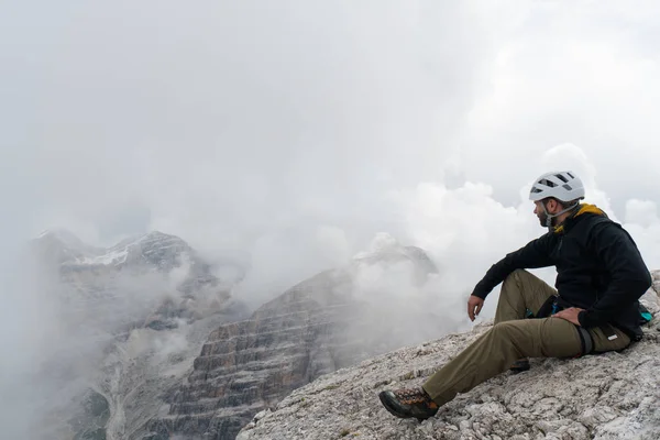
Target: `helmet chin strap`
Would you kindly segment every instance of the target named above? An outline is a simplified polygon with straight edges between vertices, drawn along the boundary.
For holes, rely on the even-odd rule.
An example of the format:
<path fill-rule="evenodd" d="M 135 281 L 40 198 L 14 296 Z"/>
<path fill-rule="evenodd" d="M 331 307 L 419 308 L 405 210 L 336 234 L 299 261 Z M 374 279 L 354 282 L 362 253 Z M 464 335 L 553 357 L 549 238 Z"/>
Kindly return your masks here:
<path fill-rule="evenodd" d="M 574 209 L 578 205 L 580 205 L 579 201 L 575 202 L 575 205 L 568 207 L 566 209 L 559 211 L 557 213 L 549 213 L 548 210 L 546 209 L 546 204 L 541 204 L 541 206 L 543 207 L 543 213 L 546 215 L 546 227 L 547 228 L 552 228 L 552 219 L 561 216 L 564 212 L 569 212 L 571 209 Z"/>

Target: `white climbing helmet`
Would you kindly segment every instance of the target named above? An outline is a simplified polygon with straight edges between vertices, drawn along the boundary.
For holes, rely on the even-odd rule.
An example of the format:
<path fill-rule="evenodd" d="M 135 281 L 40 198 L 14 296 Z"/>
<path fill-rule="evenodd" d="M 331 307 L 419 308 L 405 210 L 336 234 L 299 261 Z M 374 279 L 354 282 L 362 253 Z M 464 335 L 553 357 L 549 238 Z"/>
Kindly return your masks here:
<path fill-rule="evenodd" d="M 537 201 L 546 197 L 554 197 L 561 201 L 583 199 L 584 185 L 573 172 L 546 173 L 535 180 L 529 199 Z"/>

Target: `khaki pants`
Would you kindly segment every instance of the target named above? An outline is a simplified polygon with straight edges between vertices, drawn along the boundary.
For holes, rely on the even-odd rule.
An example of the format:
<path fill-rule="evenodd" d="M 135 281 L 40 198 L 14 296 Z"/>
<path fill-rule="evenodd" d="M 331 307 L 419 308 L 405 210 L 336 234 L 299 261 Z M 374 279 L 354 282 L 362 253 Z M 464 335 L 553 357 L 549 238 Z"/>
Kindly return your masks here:
<path fill-rule="evenodd" d="M 495 324 L 422 385 L 439 405 L 466 393 L 509 369 L 521 358 L 575 358 L 582 354 L 576 327 L 561 318 L 524 319 L 535 315 L 557 290 L 527 271 L 515 271 L 502 285 Z M 590 329 L 594 352 L 622 350 L 630 339 L 618 329 L 608 340 L 601 329 Z"/>

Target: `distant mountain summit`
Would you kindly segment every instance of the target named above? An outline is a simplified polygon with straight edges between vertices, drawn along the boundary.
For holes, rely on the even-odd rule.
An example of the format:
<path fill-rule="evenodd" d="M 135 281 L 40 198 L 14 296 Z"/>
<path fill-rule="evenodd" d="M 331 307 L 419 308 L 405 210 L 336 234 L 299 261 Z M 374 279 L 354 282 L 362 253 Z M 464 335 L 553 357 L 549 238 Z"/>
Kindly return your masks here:
<path fill-rule="evenodd" d="M 292 391 L 399 346 L 413 332 L 378 307 L 393 299 L 377 286 L 394 275 L 396 286 L 416 289 L 436 273 L 421 249 L 378 235 L 345 266 L 321 272 L 250 319 L 215 330 L 193 372 L 168 393 L 163 415 L 135 439 L 233 439 L 256 413 Z M 405 292 L 395 294 L 406 301 Z M 389 306 L 406 317 L 405 307 Z"/>

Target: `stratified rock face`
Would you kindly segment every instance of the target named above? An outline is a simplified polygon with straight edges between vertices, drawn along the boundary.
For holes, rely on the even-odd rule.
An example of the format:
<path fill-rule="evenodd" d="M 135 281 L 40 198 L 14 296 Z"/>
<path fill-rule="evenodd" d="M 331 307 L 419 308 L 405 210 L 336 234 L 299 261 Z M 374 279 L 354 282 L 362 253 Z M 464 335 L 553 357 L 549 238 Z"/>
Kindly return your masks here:
<path fill-rule="evenodd" d="M 491 324 L 322 376 L 260 413 L 237 439 L 659 439 L 660 300 L 649 289 L 642 302 L 654 319 L 622 353 L 532 360 L 530 371 L 503 373 L 421 424 L 392 416 L 377 394 L 420 385 Z"/>
<path fill-rule="evenodd" d="M 413 248 L 360 255 L 348 268 L 321 273 L 262 306 L 246 321 L 213 331 L 177 389 L 167 416 L 144 439 L 232 439 L 267 406 L 317 377 L 354 365 L 386 345 L 361 322 L 367 302 L 354 298 L 365 266 L 409 263 L 410 283 L 437 272 Z M 373 324 L 373 322 L 371 322 Z M 373 333 L 373 331 L 372 331 Z"/>

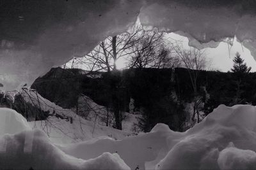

**SHORT TASK**
Copy the whole listing above word for word, leaving out the pictures.

**TASK RESULT**
Target: `helmet chin strap`
Would you kindly segment every instance of the target named above? An outline is a simplified polygon with straight edges between vertices, drawn along the boundary.
For holes, rely on the even-odd rule.
An example of the format:
<path fill-rule="evenodd" d="M 135 281 L 40 198 L 14 296 Z"/>
<path fill-rule="evenodd" d="M 331 307 L 419 308 L 405 210 L 336 234 L 299 261 Z M 374 279 L 354 282 L 362 253 Z M 464 335 L 553 357 L 549 238 Z"/>
Kindly return your masks here:
<path fill-rule="evenodd" d="M 574 209 L 578 205 L 580 205 L 579 201 L 575 202 L 575 205 L 568 207 L 566 209 L 559 211 L 557 213 L 549 213 L 548 210 L 546 209 L 546 204 L 541 204 L 541 206 L 543 207 L 543 213 L 546 215 L 546 227 L 547 228 L 552 228 L 552 219 L 561 216 L 564 212 L 569 212 L 571 209 Z"/>

Target: `white climbing helmet`
Would you kindly segment every instance of the target named above? An outline is a simplified polygon with straight edges between vertices, drawn along the boundary.
For holes, rely on the even-odd rule.
An example of the format:
<path fill-rule="evenodd" d="M 135 281 L 40 198 L 14 296 Z"/>
<path fill-rule="evenodd" d="M 331 307 L 419 308 L 405 210 L 336 234 L 299 261 Z M 374 279 L 354 282 L 362 253 Z M 464 335 L 553 357 L 549 238 Z"/>
Kindly return your masks here:
<path fill-rule="evenodd" d="M 537 201 L 546 197 L 554 197 L 561 201 L 583 199 L 584 185 L 573 172 L 546 173 L 535 180 L 529 199 Z"/>

Target: `khaki pants`
Would you kindly segment every instance of the target named above? An outline is a simplified polygon with straight edges between vertices, drawn along the boundary.
For holes, rely on the even-odd rule.
An example of the format:
<path fill-rule="evenodd" d="M 135 281 L 40 198 L 14 296 Z"/>
<path fill-rule="evenodd" d="M 331 307 L 419 308 L 405 210 L 336 234 L 299 261 Z M 374 279 L 354 282 L 362 253 Z M 464 335 L 553 357 L 549 238 Z"/>
Kindly return your masks here:
<path fill-rule="evenodd" d="M 495 324 L 422 385 L 439 405 L 466 393 L 509 369 L 521 358 L 575 358 L 582 354 L 576 327 L 561 318 L 524 319 L 535 315 L 557 290 L 527 271 L 515 271 L 502 285 Z M 590 329 L 594 352 L 622 350 L 630 339 L 618 329 L 608 340 L 601 329 Z"/>

Target: `distant mountain summit`
Would you kindly segment every instance of the target named above? An outline is a simplified polygon with straight edges between vertices, drawn along the boundary.
For holes, rely on the even-odd rule.
An example of the format:
<path fill-rule="evenodd" d="M 135 281 L 40 198 L 14 296 Z"/>
<path fill-rule="evenodd" d="M 331 307 L 419 308 L 405 210 L 336 234 L 299 261 Z M 374 279 L 354 282 L 362 253 Z M 464 335 L 553 357 L 549 238 Z"/>
Kindly return your masks here:
<path fill-rule="evenodd" d="M 292 391 L 399 346 L 413 332 L 378 307 L 393 299 L 377 286 L 394 275 L 396 286 L 416 289 L 436 273 L 421 249 L 378 235 L 345 266 L 321 272 L 250 319 L 215 330 L 193 372 L 168 393 L 163 415 L 135 439 L 233 439 L 256 413 Z M 405 292 L 395 294 L 406 301 Z M 389 306 L 406 317 L 405 307 Z"/>

Target: `stratified rock face`
Would you kindly segment every instance of the target named above? An outline is a simplified polygon with straight edges between vertices, drawn along the boundary.
For holes, rely on the even-odd rule.
An example of the format:
<path fill-rule="evenodd" d="M 135 281 L 40 198 L 14 296 Z"/>
<path fill-rule="evenodd" d="M 331 307 L 419 308 L 405 210 L 336 234 L 299 261 Z M 374 279 L 354 282 L 362 253 Z M 464 335 L 553 357 L 549 238 Z"/>
Kindly return your masks here:
<path fill-rule="evenodd" d="M 491 324 L 322 376 L 260 413 L 237 439 L 659 439 L 660 300 L 649 289 L 642 302 L 654 319 L 622 353 L 532 360 L 530 371 L 503 373 L 421 424 L 392 416 L 377 394 L 420 385 Z"/>
<path fill-rule="evenodd" d="M 413 248 L 360 255 L 348 268 L 321 273 L 262 306 L 246 321 L 213 331 L 177 389 L 167 416 L 144 439 L 232 439 L 267 406 L 317 377 L 354 365 L 386 345 L 361 322 L 367 302 L 354 298 L 365 266 L 409 263 L 410 283 L 437 272 Z M 373 324 L 373 322 L 371 322 Z M 373 333 L 373 331 L 372 331 Z"/>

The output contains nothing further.